---------- Source material

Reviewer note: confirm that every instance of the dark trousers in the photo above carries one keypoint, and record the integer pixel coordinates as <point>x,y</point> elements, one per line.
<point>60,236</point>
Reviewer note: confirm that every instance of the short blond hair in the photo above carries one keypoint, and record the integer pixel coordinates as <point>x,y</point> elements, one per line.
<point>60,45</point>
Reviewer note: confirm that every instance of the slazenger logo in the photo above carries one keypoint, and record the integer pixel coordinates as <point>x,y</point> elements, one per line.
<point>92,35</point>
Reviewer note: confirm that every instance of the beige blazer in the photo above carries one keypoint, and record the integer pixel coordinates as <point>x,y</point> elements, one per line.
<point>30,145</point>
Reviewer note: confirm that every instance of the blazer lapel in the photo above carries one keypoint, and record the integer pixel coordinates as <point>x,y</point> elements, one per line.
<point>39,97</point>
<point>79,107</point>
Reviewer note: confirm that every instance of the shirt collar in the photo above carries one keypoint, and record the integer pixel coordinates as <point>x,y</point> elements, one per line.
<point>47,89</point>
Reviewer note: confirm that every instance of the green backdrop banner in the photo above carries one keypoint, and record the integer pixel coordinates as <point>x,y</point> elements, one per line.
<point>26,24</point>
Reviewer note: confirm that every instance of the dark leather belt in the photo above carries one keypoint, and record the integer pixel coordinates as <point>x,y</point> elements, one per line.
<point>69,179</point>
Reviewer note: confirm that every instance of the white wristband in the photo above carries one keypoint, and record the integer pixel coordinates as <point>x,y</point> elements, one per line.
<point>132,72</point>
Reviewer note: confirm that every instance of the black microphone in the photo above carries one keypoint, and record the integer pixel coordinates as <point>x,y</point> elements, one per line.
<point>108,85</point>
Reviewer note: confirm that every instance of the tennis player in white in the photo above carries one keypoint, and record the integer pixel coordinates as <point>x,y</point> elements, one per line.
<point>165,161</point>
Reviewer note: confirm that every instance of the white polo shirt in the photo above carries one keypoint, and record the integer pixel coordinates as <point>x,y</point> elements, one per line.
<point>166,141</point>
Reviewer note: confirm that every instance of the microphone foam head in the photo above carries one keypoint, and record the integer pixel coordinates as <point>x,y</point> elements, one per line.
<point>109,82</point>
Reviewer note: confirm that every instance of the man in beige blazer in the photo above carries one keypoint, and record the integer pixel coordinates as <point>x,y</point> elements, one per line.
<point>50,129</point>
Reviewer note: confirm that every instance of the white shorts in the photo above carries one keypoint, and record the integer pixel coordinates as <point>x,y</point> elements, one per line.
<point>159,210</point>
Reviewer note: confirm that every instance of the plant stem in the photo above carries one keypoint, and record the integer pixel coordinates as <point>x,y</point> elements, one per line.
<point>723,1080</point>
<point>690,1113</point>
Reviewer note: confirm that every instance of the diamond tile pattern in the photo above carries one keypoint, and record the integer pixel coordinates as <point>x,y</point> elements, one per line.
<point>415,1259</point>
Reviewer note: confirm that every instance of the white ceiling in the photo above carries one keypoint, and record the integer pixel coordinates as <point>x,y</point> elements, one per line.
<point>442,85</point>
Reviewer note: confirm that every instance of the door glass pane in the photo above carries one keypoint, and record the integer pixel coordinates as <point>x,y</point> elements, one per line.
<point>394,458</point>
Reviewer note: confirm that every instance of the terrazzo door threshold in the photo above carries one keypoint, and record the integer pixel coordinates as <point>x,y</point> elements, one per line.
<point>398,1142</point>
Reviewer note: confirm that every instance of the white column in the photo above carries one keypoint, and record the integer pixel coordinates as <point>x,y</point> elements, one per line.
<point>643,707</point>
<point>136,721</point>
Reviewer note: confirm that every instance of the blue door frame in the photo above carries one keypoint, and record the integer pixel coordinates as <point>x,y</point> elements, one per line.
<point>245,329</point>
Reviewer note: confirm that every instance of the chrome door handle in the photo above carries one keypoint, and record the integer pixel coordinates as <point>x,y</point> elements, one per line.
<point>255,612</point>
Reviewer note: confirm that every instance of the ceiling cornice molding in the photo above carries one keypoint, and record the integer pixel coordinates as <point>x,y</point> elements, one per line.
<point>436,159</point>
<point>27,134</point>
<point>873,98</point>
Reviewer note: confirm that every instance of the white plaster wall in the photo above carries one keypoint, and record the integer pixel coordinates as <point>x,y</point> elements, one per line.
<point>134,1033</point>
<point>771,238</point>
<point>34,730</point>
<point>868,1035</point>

--------------------

## Work to be completed
Write out the records above exactly as given.

## Solution for this task
Reviewer note: confirm that every instance of the dark trousers in the photo above carries one keypoint, and record the integer pixel coordinates as <point>x,y</point> elements, one per line.
<point>60,236</point>
Reviewer note: confirm that every instance of the short blond hair in the photo above carries one keypoint, and record the integer pixel coordinates as <point>x,y</point> elements, one per line.
<point>60,45</point>
Reviewer note: confirm that every instance of the slazenger logo in the photo above carries one keypoint, and record the integer pixel coordinates as <point>x,y</point> elements, one per line.
<point>92,35</point>
Reviewer note: confirm that every instance of the beige blazer in the photo above carries one keypoint, and record the integer pixel coordinates as <point>x,y</point> elements, one per line.
<point>30,145</point>
Reviewer note: confirm that every instance of the blazer lapel in the photo above carries one keypoint, and record the integer pixel coordinates as <point>x,y</point> elements, one per line.
<point>39,97</point>
<point>79,107</point>
Reviewer note: confirm that every instance of the shirt collar in the photo above carries one keypoint, and record the integer pixel coordinates as <point>x,y</point> elements, one per line.
<point>47,89</point>
Reviewer note: confirm that every instance of the green backdrop banner in the photo above carries one keypoint, and record the integer pixel coordinates as <point>x,y</point> elements, one per line.
<point>26,24</point>
Reviewer note: confirm that every instance of the dark leather belt in the photo above carries one keypoint, and record the integer pixel coordinates as <point>x,y</point> elements, one per line.
<point>69,179</point>
Reviewer note: confirm that every instance of the white wristband in the photo above carries one keypoint, and record the integer pixel coordinates as <point>x,y</point> elements, one per line.
<point>132,72</point>
Reviewer note: confirm that every instance of the black microphone in the photo above carries one keypoint, and record the integer pixel coordinates as <point>x,y</point> elements, one per line.
<point>108,85</point>
Reviewer note: confirm that every instance of the tennis player in white in the photo above carries one keypoint, and record the integer pixel coordinates as <point>x,y</point> elements, one per line.
<point>165,161</point>
Reviewer note: confirm that every instance of the white polo shirt in the photo above carries one keypoint, and record the integer pixel coordinates as <point>x,y</point> elements, one per line.
<point>166,141</point>
Reviewer note: confirm that every instance of the microphone foam head in the photo above carries one keypoint, and record the integer pixel coordinates as <point>x,y</point> elements, one per line.
<point>109,82</point>
Reviewer note: confirm that every instance of the man in beige blazer in the photo above carries one keypoint, and record the integer pixel coordinates as <point>x,y</point> elements, one per line.
<point>50,129</point>
Reviewer note: confirm that every instance of the white shorts in the photo above carries one keypoint, and record the integer pixel coordinates as <point>x,y</point> elements, one per line.
<point>159,210</point>
Reviewer note: confirm that every instance of the plant stem in the photo above carries one keypoint, and record the integer pixel coordinates as <point>x,y</point> elements, one per line.
<point>723,1080</point>
<point>690,1113</point>
Reviewer note: confirm that every instance of the diamond tile pattern in the photo above carries one keypoint, and record the integer pixel coordinates as <point>x,y</point> elements, one per line.
<point>415,1259</point>
Reviewer note: confirm that every instance of the white ceiling in the photo above carries one keypoint, and record the integer pixel coordinates as <point>x,y</point> elements, one per line.
<point>442,85</point>
Reviewer note: confirm that every instance of the door glass pane in the photo above carries one keypoint, and record the integer pixel coordinates as <point>x,y</point> elements, one per line.
<point>394,458</point>
Reviewer note: confirm that every instance of the terrazzo door threshold in the photo above carries one keypoint, and record the integer pixel coordinates as <point>x,y</point> elements, one per line.
<point>398,1142</point>
Reviewer note: confirm that every instance of the white column in the photo above carries one keypoint, and record the integer pixel coordinates as <point>x,y</point> elements, one per line.
<point>643,707</point>
<point>136,721</point>
Reviewer note: confirm that every instance of the blue door frame in the photo above carries one keypoint, and record the integer pixel coordinates as <point>x,y</point> elements, one per line.
<point>245,329</point>
Reviewer note: confirm that every instance of the chrome door handle in the photo above carries one keypoint, and record the integer pixel coordinates as <point>x,y</point> elements, one per line.
<point>255,612</point>
Reviewer note: confirm that every instance of the ceiling cornice molding in the photo above carries one keypoint, and record the integer pixel coordinates as <point>x,y</point> elements, one per line.
<point>436,159</point>
<point>27,134</point>
<point>873,98</point>
Reviewer note: confirm that every instance of the white plaster wall in the photo above carries one keypoint, and record the integer pixel coordinates as <point>x,y</point> elements, one per line.
<point>134,1033</point>
<point>771,238</point>
<point>34,730</point>
<point>868,1035</point>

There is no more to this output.